Исходный текст:

Его романы «Каменный плот» и «Слепота» были экранизированы. Первый фильм (французский, 2002) получил название «Трещина», реж. – Дж. Слузер, второй, бразильский – «Слепота», 2008, реж. – Фернандо Мейреллес.
Книги Сарамаго переведены более чем на 20 языков мира. Роман «Поднявшиеся с земли» был переведён на русский язык и издан в 1982 году, в 1985 году вышел русский перевод романа «Воспоминания о монастыре». Остальные его произведения были переведены в России уже в нынешнем веке.
Вот что Сарамаго говорит о своём творчестве: «Что касается меня, то я никогда бы не смог написать роман, не затронув в нем хотя бы один из волнующих меня вопросов. В своих книгах я размышляю о мире, о жизни, об обществе, истории, о времени, прошедшем и настоящем. И, конечно, о будущем. Поэтому литература для меня – это место и пространство для размышлений».

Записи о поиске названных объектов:
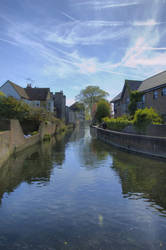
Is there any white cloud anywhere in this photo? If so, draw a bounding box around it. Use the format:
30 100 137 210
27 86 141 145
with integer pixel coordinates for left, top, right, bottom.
76 0 140 10
45 20 130 46
133 19 163 26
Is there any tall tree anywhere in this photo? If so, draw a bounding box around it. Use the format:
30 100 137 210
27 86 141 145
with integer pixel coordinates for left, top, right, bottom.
76 86 109 117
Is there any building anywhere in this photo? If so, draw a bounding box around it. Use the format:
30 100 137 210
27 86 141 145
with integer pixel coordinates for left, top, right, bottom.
0 80 30 104
66 102 85 124
138 71 166 120
111 80 142 117
53 91 66 121
0 80 54 112
111 71 166 120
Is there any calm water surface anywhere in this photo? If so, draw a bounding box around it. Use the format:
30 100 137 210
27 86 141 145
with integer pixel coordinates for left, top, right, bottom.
0 127 166 250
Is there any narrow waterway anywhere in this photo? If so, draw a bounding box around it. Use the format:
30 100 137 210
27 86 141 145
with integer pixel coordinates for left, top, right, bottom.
0 126 166 250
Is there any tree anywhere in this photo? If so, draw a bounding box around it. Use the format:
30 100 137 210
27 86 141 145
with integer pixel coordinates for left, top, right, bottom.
95 100 110 122
0 97 30 120
128 90 143 116
76 86 109 118
133 108 162 132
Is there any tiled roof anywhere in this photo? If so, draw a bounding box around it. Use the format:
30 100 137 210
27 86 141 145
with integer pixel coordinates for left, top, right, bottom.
25 87 50 101
125 80 142 91
8 81 29 99
110 92 122 102
138 71 166 92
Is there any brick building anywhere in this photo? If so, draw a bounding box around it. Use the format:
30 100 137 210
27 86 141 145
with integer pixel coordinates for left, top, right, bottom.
111 71 166 117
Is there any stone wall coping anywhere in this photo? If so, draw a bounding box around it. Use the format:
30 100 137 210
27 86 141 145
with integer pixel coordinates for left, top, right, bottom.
92 126 166 141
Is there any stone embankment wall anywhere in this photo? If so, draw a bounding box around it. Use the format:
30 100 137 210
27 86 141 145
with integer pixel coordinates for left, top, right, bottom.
122 124 166 137
0 120 56 166
91 126 166 159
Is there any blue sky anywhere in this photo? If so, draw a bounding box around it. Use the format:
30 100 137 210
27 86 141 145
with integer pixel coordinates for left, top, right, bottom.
0 0 166 104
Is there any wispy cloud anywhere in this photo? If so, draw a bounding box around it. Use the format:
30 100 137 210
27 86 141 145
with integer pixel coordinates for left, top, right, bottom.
61 11 77 21
76 0 140 10
133 19 165 26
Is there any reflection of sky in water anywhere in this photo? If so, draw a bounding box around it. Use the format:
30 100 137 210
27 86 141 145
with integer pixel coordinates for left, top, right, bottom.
0 127 166 250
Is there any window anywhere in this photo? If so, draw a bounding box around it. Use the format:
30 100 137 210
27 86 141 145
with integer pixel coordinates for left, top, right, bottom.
142 95 145 103
126 97 130 104
161 87 166 96
153 90 158 99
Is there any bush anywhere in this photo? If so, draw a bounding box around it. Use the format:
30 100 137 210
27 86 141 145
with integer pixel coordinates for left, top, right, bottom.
133 108 162 132
31 131 39 135
103 116 132 131
95 100 110 122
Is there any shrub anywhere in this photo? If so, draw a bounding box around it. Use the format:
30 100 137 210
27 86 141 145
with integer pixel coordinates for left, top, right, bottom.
133 108 162 132
103 116 132 131
128 90 143 116
43 134 51 141
31 131 39 135
95 100 110 122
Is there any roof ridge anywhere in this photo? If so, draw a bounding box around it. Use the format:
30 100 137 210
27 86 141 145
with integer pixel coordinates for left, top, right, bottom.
143 70 166 82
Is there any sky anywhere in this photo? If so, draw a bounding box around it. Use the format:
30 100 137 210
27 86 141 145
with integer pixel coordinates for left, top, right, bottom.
0 0 166 105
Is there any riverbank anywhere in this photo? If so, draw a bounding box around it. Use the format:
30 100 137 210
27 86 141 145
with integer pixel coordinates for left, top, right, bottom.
91 126 166 159
0 120 67 167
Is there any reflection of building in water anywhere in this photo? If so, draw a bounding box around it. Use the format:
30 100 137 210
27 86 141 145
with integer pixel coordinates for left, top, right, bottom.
0 140 59 206
113 150 166 213
70 123 85 141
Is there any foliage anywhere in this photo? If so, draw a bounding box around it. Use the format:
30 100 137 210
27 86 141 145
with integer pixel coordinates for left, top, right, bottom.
0 97 30 121
103 116 132 131
31 131 39 135
133 108 162 131
43 134 51 141
95 100 110 122
70 102 85 111
0 91 6 98
128 90 143 116
76 86 109 117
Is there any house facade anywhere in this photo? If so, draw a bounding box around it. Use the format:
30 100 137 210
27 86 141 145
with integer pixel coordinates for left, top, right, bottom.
138 71 166 120
111 71 166 120
0 80 30 104
0 80 54 112
111 80 142 117
25 85 54 112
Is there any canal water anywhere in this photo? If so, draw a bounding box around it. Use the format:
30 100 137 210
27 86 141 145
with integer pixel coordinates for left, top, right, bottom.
0 126 166 250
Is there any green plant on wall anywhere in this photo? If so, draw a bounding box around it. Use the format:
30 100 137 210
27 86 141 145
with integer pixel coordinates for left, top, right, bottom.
133 108 162 132
128 90 143 116
103 116 132 131
95 100 110 122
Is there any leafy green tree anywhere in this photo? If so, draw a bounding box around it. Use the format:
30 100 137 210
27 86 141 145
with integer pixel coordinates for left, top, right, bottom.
0 97 30 121
95 100 110 122
133 108 162 132
76 86 109 118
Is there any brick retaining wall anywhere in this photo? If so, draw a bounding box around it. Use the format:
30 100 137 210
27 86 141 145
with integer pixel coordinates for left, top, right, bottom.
91 126 166 159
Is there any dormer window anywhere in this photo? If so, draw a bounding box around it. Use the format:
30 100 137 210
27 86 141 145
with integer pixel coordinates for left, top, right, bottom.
161 87 166 96
142 95 145 103
153 90 158 99
126 97 130 104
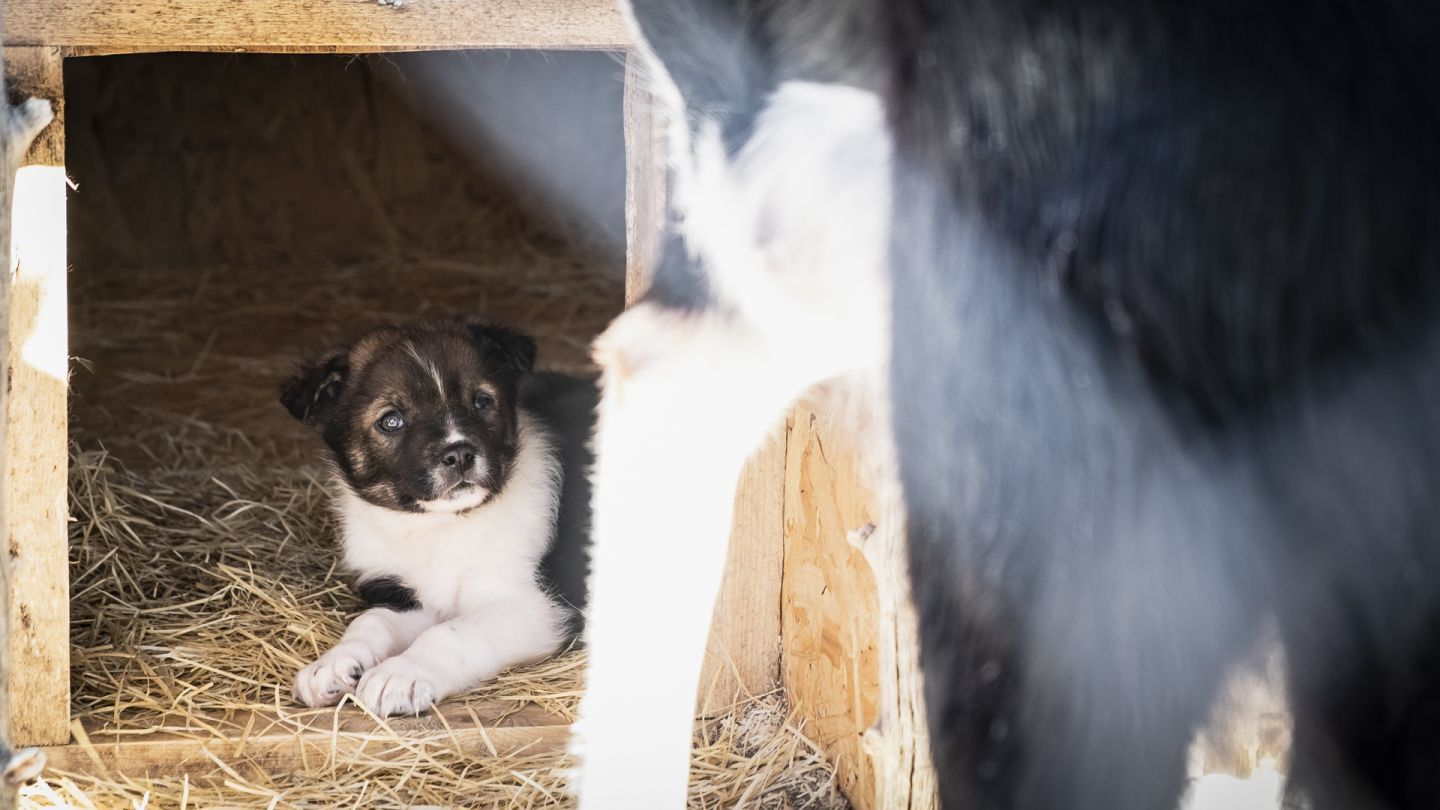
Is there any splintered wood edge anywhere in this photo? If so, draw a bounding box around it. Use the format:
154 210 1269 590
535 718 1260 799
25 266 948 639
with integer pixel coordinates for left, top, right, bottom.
43 700 570 784
4 0 629 55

Задания для выполнения:
a) Выпишите из текста о Сарамаго отрывок от слов «Книги Сарамаго переведены» до слов «в нынешнем веке.» включительно.
b) Почему, по словам самого Сарамаго, литература для него — это место и пространство для размышлений? Ответьте по тексту о Сарамаго в одном–трёх предложениях.
c) Кто был режиссёром бразильской экранизации романа «Слепота», согласно тексту о Сарамаго?

Ответы к заданиям:
a)
Книги Сарамаго переведены более чем на 20 языков мира. Роман «Поднявшиеся с земли» был переведён на русский язык и издан в 1982 году, в 1985 году вышел русский перевод романа «Воспоминания о монастыре». Остальные его произведения были переведены в России уже в нынешнем веке.

b) Сарамаго говорит, что в своих книгах размышляет о мире, о жизни, об обществе, истории, о прошедшем и настоящем времени и, конечно, о будущем. Кроме того, он не смог бы написать роман, не затронув хотя бы один из волнующих его вопросов.

c) Фернандо Мейреллес.